> _YOUR INSTRUCTIONS_
Can you reproduce the items below with every "Tag" changed to "Mark" and nothing else altered?

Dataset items

>>>>

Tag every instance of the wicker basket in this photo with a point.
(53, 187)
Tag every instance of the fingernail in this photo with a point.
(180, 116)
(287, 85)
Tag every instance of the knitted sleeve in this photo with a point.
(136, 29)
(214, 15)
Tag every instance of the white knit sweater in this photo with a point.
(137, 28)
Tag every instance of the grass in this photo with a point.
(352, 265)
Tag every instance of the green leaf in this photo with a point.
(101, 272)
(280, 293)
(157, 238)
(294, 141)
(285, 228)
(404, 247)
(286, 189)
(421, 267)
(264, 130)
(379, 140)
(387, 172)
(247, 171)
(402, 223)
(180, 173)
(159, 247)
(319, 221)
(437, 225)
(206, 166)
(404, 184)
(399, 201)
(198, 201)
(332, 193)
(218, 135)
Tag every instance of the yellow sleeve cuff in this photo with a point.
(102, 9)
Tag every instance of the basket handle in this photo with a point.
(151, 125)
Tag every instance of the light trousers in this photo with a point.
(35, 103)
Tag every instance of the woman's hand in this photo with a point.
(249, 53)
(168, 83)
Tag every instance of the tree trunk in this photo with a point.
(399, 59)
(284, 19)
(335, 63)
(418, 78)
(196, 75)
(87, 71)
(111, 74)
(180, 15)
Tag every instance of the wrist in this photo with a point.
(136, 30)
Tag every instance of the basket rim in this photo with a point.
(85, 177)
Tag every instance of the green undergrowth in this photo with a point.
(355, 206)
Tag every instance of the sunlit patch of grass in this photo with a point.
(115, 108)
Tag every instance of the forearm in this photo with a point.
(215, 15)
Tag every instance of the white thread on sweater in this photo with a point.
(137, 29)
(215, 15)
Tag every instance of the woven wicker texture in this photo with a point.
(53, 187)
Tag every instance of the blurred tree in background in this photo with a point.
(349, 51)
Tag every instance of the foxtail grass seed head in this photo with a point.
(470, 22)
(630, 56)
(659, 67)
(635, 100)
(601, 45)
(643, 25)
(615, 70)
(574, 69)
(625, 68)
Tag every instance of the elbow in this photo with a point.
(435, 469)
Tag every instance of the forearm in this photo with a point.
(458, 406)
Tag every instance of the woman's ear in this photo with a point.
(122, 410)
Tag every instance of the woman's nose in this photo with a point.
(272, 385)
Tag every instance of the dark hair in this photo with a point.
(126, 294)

<<<<

> _RESULT OF THE EXERCISE_
Mark every instance of the wicker basket in this photo with a point.
(53, 187)
Mark every instance of the fingernail in this photo with a point.
(180, 116)
(287, 85)
Mark every instance of the knitted sleeve in this photo with a point.
(136, 29)
(214, 15)
Mark every instance of the white knit sweater in this photo with a point.
(137, 28)
Mark every instance of the grass in this photo with a point.
(352, 265)
Mark every instance of the green leaf in this photo with a point.
(101, 272)
(280, 293)
(157, 238)
(294, 141)
(285, 228)
(404, 247)
(286, 189)
(421, 267)
(264, 130)
(379, 140)
(387, 172)
(247, 171)
(402, 223)
(180, 173)
(159, 247)
(319, 221)
(437, 225)
(206, 166)
(404, 184)
(399, 201)
(198, 201)
(332, 193)
(218, 135)
Mark every instance of the yellow sleeve cuff in this photo with a point.
(102, 9)
Mark every instance of the basket handle in this photo with a point.
(151, 125)
Mark every instance of the light trousers in this photo with a point.
(35, 103)
Mark every instance of the woman's hand in this photo with a point.
(249, 53)
(168, 83)
Mark every instance of the tree trunk in this photo with a point.
(399, 59)
(284, 19)
(335, 63)
(418, 78)
(196, 75)
(87, 71)
(111, 74)
(180, 15)
Mark every instance of the wrist in this photo with a point.
(136, 30)
Mark every instance of the basket rim in this photo with a point.
(85, 177)
Mark every instance of the green undergrowth in this photo with a point.
(355, 206)
Mark every instance of the sunlit patch of grass in this photo with a point.
(115, 108)
Mark every instance of the forearm in this photo with a point.
(215, 15)
Mark every instance of the white thread on sweater in this photo with a point.
(137, 29)
(215, 15)
Mark every instance of the woven wicker texture in this photo with a point.
(53, 187)
Mark every instance of the blurred tree in background in this photo with a point.
(349, 51)
Mark every instance of the foxtail grass seed head in this photo with a point.
(470, 22)
(630, 56)
(659, 67)
(635, 100)
(601, 45)
(643, 25)
(615, 70)
(574, 69)
(625, 68)
Mark every instance of the elbow in this photo with a point.
(435, 469)
Mark every instance of the forearm in this photo with a point.
(458, 406)
Mark every instance of the woman's ear in this photo with a point.
(122, 410)
Mark every instance of the woman's nose in this photo with a point.
(272, 385)
Mark every instance of the dark hair in this photo with a point.
(126, 294)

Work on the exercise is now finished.